*** Opening Source text ***

There's a ton of baggage I'd like to see discarded if Trek were rebooted from scratch, all the stuff rooted in the '60s origins of the show and the earlier pulps that influenced it. The human-centrism, the predominance of characters from Western cultures with names of mostly British or Irish origin, the abundance of humanoid and human-appearing aliens, the lack of genetic engineering and transhumanism, the rarity of sentient or superintelligent AIs, the lack of advanced materials and molecular engineering, the inclusion of psi powers, etc. I'd also ditch the tendency to create new random aliens-of-the-week that are never seen again, and instead put more effort into developing a more limited pool of races and building a more cohesive picture of the Federation's members and neighbors.
Oh, and a more coherent treatment of sensors. No more treating them as something separate from visual observation (e.g. "We can see it but sensors don't register it"); surely sensors would include telescopes. Anything in the open on a planet surface could be directly, visually observed from orbit, as spy satellites can do today. No "sensor interference" would prevent that unless it were actual opaque clouds or something. Also, "sensor range" should be effectively limitless, allowing only for resolution and lightspeed lag; there are no horizons in space. Eventually, powerful enough telescopes should let us image and map alien worlds from parsecs away, so no more stories where the characters know nothing about a star system until they reach it. (And no more falling out of orbit when the engines go off. The Moon doesn't need engines. Orbit isn't powered flight.)

*** Closing Source text ***
*** Opening Data to examine ***

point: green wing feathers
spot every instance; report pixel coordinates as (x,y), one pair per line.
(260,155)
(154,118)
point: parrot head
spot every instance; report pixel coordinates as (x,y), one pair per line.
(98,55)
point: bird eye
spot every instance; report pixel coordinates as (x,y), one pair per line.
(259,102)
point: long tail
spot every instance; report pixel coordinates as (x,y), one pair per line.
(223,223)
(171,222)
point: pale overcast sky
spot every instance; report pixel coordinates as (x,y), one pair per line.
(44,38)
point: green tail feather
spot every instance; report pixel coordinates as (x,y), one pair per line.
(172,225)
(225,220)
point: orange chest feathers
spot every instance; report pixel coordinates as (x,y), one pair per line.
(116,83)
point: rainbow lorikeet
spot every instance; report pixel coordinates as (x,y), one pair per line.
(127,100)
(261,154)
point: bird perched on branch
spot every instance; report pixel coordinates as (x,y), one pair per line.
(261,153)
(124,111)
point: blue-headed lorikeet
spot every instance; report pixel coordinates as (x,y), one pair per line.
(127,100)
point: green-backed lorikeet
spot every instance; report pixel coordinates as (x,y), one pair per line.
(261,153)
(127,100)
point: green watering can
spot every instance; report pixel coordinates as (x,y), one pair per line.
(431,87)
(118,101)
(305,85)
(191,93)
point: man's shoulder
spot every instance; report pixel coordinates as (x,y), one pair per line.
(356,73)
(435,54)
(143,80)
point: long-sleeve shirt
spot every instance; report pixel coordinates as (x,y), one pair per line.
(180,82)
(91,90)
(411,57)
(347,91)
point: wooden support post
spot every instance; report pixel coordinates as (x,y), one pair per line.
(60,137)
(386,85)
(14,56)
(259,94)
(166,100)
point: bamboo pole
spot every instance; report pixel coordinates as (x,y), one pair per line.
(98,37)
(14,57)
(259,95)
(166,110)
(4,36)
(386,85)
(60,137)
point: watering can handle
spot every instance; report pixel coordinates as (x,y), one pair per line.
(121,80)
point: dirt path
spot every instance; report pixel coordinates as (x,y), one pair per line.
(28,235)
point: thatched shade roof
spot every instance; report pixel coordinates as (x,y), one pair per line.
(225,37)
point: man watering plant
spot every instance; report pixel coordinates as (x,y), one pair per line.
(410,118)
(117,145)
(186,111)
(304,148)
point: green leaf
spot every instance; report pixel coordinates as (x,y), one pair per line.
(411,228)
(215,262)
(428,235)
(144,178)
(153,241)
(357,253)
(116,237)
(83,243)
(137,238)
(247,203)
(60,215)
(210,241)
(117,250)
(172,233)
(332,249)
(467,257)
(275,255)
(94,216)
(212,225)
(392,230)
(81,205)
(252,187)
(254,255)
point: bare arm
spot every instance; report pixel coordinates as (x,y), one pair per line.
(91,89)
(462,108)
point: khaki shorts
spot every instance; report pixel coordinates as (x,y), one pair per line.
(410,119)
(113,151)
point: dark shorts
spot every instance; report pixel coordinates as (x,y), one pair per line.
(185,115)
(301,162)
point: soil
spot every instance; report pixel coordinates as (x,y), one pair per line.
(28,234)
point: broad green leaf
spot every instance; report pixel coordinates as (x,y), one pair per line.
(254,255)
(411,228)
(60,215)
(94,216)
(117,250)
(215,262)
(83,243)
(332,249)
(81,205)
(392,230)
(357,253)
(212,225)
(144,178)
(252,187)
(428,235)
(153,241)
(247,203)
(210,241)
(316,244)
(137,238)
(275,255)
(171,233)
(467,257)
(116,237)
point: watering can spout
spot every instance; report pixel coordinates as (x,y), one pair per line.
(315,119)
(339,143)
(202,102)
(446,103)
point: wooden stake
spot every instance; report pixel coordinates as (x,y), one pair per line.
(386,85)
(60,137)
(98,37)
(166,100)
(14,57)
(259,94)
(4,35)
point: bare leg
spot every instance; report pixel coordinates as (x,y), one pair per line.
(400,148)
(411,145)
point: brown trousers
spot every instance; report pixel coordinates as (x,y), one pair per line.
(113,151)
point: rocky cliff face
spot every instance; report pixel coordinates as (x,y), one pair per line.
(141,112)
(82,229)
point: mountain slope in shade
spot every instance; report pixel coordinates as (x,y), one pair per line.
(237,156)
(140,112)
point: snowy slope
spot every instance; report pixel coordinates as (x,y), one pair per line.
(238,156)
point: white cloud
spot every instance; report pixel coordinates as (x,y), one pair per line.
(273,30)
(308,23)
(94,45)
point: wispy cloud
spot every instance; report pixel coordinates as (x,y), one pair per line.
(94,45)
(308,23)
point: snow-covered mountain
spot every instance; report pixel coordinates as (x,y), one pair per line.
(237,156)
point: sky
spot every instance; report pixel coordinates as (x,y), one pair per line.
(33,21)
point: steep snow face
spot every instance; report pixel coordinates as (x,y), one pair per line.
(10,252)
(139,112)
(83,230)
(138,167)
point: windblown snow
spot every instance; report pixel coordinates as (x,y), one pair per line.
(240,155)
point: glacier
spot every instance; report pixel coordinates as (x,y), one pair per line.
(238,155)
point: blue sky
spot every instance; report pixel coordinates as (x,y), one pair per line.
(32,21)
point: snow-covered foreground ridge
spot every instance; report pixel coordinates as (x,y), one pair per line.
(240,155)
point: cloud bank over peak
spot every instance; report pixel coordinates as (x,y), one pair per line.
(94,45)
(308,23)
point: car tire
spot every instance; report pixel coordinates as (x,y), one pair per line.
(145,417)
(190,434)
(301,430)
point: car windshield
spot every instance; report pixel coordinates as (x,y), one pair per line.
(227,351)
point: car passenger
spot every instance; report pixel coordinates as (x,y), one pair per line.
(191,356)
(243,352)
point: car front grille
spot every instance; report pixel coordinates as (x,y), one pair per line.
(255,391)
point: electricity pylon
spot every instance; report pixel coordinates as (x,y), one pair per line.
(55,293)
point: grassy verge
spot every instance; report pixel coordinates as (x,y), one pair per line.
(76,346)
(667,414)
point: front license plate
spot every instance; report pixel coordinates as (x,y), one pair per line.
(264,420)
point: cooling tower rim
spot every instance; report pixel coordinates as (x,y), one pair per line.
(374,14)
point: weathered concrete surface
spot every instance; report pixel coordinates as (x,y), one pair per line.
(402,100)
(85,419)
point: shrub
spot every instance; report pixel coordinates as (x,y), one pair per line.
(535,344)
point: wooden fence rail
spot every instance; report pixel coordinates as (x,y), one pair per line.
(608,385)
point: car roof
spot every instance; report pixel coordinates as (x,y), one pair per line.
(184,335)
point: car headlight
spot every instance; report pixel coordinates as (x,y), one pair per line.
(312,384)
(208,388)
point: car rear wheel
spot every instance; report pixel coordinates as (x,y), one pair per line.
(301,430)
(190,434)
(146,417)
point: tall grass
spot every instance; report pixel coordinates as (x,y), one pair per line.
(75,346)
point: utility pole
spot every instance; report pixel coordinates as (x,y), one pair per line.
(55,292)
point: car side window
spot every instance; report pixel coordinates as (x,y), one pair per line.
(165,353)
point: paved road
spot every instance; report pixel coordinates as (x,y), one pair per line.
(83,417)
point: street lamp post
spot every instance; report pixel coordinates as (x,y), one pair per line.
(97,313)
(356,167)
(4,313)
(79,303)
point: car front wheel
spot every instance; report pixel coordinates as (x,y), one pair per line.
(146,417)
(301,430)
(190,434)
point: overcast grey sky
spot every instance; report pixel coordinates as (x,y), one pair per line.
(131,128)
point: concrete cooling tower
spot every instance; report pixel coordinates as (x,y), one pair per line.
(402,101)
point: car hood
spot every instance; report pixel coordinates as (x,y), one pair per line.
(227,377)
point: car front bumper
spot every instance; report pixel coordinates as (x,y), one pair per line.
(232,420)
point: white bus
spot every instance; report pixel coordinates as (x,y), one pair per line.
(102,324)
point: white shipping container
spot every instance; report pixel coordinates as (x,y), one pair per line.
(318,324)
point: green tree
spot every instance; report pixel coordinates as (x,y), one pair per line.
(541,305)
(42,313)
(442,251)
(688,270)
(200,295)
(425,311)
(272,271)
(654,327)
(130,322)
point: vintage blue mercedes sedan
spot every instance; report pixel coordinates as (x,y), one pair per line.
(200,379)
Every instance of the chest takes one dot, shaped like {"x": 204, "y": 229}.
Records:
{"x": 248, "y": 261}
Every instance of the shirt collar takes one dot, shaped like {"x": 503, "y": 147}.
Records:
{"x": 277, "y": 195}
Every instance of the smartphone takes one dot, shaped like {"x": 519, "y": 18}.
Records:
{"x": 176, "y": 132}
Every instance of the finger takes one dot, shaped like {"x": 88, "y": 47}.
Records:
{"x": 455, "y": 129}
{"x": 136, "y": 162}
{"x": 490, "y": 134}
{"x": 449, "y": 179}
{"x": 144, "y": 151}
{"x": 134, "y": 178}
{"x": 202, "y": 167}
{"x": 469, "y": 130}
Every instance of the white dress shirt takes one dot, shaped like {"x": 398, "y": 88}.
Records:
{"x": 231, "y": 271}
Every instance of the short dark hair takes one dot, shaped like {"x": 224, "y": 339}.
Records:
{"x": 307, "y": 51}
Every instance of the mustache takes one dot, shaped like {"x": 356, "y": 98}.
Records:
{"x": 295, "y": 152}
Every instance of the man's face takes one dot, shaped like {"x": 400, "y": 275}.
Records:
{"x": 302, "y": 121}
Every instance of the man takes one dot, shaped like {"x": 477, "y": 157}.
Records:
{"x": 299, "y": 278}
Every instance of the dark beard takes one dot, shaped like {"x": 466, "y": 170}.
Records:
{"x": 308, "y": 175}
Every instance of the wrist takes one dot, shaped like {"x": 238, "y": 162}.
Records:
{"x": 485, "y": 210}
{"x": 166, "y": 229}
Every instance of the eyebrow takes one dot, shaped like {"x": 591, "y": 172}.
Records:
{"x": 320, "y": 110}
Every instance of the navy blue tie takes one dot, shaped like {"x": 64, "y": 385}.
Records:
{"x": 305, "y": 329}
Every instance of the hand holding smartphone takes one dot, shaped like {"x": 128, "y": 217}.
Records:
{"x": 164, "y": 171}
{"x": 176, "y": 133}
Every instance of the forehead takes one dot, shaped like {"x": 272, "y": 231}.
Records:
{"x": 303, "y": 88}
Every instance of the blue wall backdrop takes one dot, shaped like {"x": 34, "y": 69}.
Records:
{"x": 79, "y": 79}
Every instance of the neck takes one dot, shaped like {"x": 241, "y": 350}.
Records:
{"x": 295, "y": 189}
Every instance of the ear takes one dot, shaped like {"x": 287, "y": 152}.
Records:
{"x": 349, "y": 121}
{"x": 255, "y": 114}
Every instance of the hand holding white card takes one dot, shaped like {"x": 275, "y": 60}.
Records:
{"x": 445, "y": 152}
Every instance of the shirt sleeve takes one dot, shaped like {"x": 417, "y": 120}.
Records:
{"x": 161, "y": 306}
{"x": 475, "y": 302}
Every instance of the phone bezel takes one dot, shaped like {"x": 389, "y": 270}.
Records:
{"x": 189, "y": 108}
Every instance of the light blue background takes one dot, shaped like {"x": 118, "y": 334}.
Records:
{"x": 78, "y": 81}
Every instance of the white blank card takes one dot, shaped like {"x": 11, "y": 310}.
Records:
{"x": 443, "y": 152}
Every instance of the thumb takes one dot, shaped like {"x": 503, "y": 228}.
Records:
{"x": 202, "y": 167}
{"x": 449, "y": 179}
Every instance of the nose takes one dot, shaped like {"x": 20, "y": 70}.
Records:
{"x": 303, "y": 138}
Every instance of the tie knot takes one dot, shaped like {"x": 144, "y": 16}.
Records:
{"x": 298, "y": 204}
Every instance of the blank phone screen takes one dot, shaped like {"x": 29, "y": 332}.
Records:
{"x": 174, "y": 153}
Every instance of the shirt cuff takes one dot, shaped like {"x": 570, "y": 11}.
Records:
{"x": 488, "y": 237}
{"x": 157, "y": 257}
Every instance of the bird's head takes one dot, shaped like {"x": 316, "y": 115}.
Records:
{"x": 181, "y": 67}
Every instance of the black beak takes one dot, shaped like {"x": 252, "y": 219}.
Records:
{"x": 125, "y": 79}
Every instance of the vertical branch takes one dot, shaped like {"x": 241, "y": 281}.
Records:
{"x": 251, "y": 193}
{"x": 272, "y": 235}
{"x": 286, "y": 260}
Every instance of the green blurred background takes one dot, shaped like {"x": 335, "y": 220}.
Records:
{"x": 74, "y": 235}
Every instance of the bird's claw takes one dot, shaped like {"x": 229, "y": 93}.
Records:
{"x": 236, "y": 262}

*** Closing Data to examine ***

What to work on:
a – Answer these from the Trek reboot post, marking each answer to match:
(i) What does the writer say sensors should surely include?
(ii) What kind of new aliens does the writer want to stop creating?
(iii) What two limits should "sensor range" allow for?
b – Rewrite as a bulleted list the paragraph of the Trek reboot post that begins "Oh, and a more coherent treatment of sensors," keeping its main points.
c – Please continue the Trek reboot post, picking up after its final sentence.
The rows have no connection to the Trek reboot post.

Results by task:
a –
(i) Telescopes.
(ii) Random aliens-of-the-week that are never seen again.
(iii) Resolution and lightspeed lag.

b –
- Sensors should be treated coherently, not as separate from visual observation, since they would surely include telescopes.
- Anything in the open on a planet's surface could be seen directly from orbit, as spy satellites do today.
- "Sensor interference" shouldn't block this unless it's something like actual opaque clouds.
- Sensor range should be effectively limitless, limited only by resolution and lightspeed lag, because space has no horizons.
- Powerful telescopes should eventually let characters image and map alien worlds from parsecs away, so they wouldn't arrive at a star system knowing nothing about it.
- Ships shouldn't fall out of orbit when their engines go off, because orbit isn't powered flight.

c –
Holodecks were a late add on, and seem to make little sense relative to what we now understand as a more likely version of VR.
I'm not so sure about that anymore. I've read that there are some fundamental limitations to something like VR goggles or the Oculus Rift or the like, since our eyes are always going to focus differently on a close-up image than a distant one, so a close-up image pretending to be distant is always going to confuse the brain. Also there's the time lag between when we turn our heads and when the VR updates the image to follow, which can be made smaller but not eliminated entirely. So that kind of VR may never be perfectly convincing or comfortable, and could cause motion sickness or the like for some people. The same could conceivably go for direct sensory induction, since there's going to be a difference between what you're made to see/feel and what your body actually senses about its environment. So that would only work if your perception of reality were completely suppressed and overridden by the illusion, and that could be potentially hazardous.
So it might be that, once the technology is available, something like a holodeck would be a better, more convincing alternative than the kinds of VR you usually see in fiction.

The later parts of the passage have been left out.